-- PASSAGE FOR REVIEW follows --

In “Mostly the Big-Brained Survive” (Scientific American, July 17, 2012), Emma Marris and Nature magazine report, “Animals’ brain-to-body size ratio predicts their likelihood of extinction, a new analysis finds”:
Brain size relative to body size is fairly predictable across all mammals, says Eric Abelson, who studies biological sciences at Stanford University in Palo Alto, California. “As body size grows, brain size grows too, but at slower rate,” he says. Plotting brain size against body size creates a tidy curve. But some species have bigger or smaller brains than the curve would predict for their body size. And a bigger brain-to-body-size ratio usually means a smarter animal.
Abelson looked at the sizes of such deviations from the curve and their relationships to the fates of two groups of mammalian species — ‘palaeo’ and ‘modern’. The palaeo group contained 229 species in the order Carnivora from the last 40 million years, about half of which are already extinct. The modern group contained 147 species of North American mammals across 6 orders. Analysis of each group produced similar results: species that weighed less than 10 kilograms and had big brains for their body size were less likely to have gone extinct or be placed on the International Union for Conservation of Nature red list for endangered species.
Perhaps this information might help predict the ability of a life form to adapt to an urban environment.

-- PASSAGE FOR REVIEW concluded --

WORK INSTRUCTION 1 ->
In the passage on brain size and extinction, retype the text starting at "Abelson looked at" and ending at "an urban environment.".
WORK INSTRUCTION 2 ->
According to the passage on brain size and extinction, how many species of North American mammals were in the modern group?

-- RECORDS SUPPLIED follows --

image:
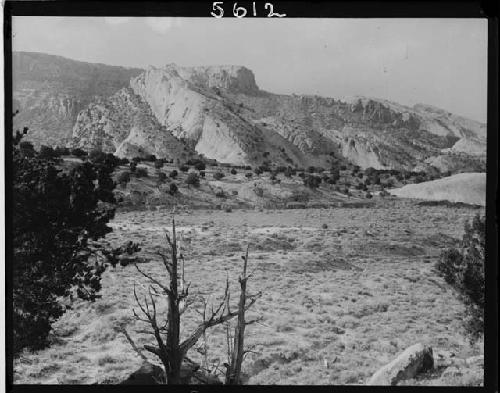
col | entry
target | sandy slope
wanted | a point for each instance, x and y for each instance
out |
(462, 187)
(338, 302)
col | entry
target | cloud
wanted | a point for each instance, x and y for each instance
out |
(162, 25)
(115, 20)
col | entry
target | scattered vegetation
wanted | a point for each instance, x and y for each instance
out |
(193, 180)
(464, 269)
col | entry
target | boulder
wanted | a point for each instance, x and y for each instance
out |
(147, 374)
(150, 374)
(414, 360)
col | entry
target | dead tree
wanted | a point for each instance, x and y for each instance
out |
(169, 349)
(237, 350)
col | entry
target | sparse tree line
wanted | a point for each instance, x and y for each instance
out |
(342, 177)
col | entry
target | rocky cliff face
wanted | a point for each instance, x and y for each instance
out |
(124, 125)
(225, 115)
(50, 91)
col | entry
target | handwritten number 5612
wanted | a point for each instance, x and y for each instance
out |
(240, 12)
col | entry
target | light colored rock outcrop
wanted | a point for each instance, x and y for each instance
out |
(462, 187)
(412, 361)
(227, 117)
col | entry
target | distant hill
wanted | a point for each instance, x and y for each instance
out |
(463, 187)
(227, 117)
(51, 90)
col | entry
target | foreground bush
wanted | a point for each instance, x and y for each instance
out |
(464, 270)
(218, 175)
(55, 215)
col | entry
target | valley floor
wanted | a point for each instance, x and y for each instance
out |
(339, 300)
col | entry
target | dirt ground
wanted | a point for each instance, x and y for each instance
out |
(344, 291)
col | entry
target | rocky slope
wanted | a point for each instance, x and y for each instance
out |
(225, 115)
(124, 125)
(50, 91)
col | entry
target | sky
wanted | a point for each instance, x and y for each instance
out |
(441, 62)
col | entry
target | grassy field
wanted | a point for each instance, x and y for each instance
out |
(344, 291)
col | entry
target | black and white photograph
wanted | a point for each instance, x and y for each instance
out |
(247, 198)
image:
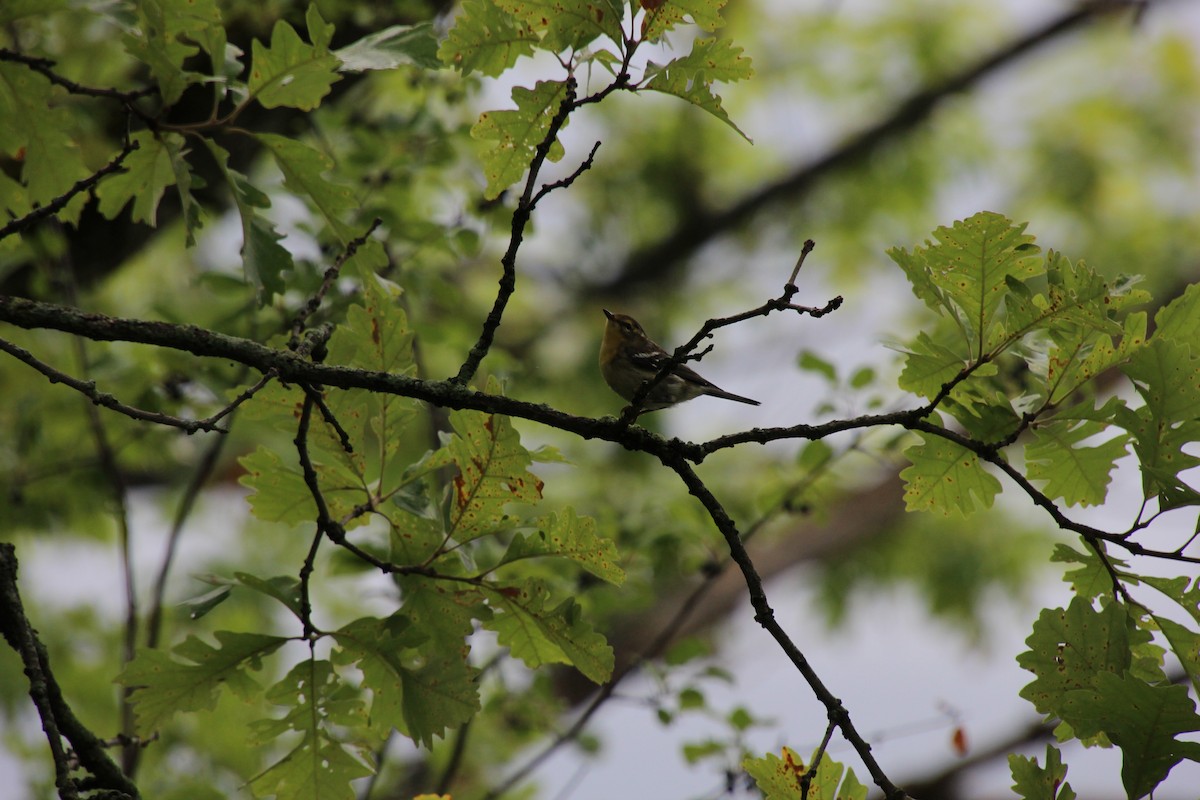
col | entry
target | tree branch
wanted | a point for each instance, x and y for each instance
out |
(57, 717)
(59, 203)
(703, 226)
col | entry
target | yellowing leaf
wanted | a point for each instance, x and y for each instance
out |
(947, 477)
(486, 38)
(515, 134)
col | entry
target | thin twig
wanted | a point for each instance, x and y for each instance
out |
(811, 773)
(521, 216)
(199, 477)
(60, 202)
(88, 388)
(685, 352)
(21, 638)
(766, 617)
(330, 276)
(46, 67)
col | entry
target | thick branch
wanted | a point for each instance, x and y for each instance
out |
(703, 226)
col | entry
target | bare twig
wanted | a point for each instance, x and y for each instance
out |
(330, 276)
(21, 638)
(88, 388)
(702, 226)
(292, 368)
(19, 633)
(521, 216)
(766, 617)
(811, 773)
(60, 202)
(46, 67)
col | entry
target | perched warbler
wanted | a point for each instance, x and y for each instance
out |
(628, 358)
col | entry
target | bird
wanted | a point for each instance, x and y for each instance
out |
(629, 358)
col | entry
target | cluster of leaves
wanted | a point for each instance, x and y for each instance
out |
(1025, 341)
(455, 528)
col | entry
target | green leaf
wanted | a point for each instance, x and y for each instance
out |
(665, 14)
(419, 685)
(1069, 648)
(779, 777)
(148, 172)
(319, 767)
(376, 334)
(515, 134)
(1168, 377)
(568, 24)
(303, 173)
(1185, 644)
(486, 38)
(291, 72)
(1180, 319)
(947, 477)
(539, 635)
(969, 270)
(34, 132)
(279, 492)
(390, 48)
(1071, 364)
(1077, 474)
(1032, 782)
(198, 607)
(1167, 374)
(190, 681)
(930, 365)
(1143, 721)
(571, 537)
(316, 769)
(166, 35)
(1177, 589)
(282, 588)
(264, 260)
(1090, 581)
(691, 77)
(491, 462)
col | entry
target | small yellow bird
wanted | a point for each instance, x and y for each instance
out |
(628, 358)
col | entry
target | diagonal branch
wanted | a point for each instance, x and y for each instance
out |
(294, 368)
(766, 617)
(702, 226)
(57, 716)
(59, 203)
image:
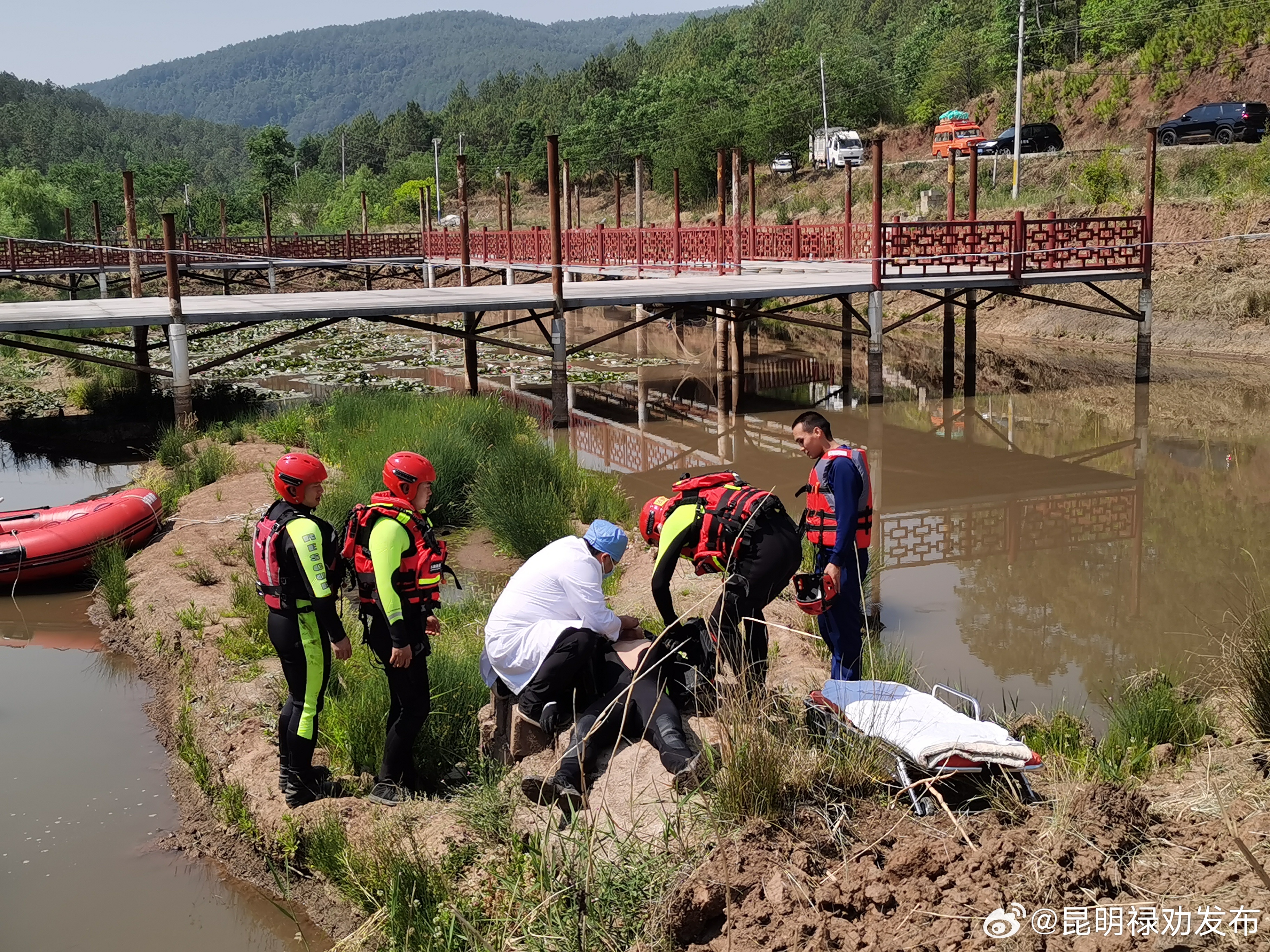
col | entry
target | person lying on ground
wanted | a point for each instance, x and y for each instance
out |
(298, 566)
(549, 624)
(633, 704)
(399, 563)
(723, 525)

-- RECORDS SUPPLIED concluded --

RESULT 1 ->
Abelson looked at the sizes of such deviations from the curve and their relationships to the fates of two groups of mammalian species — ‘palaeo’ and ‘modern’. The palaeo group contained 229 species in the order Carnivora from the last 40 million years, about half of which are already extinct. The modern group contained 147 species of North American mammals across 6 orders. Analysis of each group produced similar results: species that weighed less than 10 kilograms and had big brains for their body size were less likely to have gone extinct or be placed on the International Union for Conservation of Nature red list for endangered species.
Perhaps this information might help predict the ability of a life form to adapt to an urban environment.

RESULT 2 ->
147 species, across 6 orders.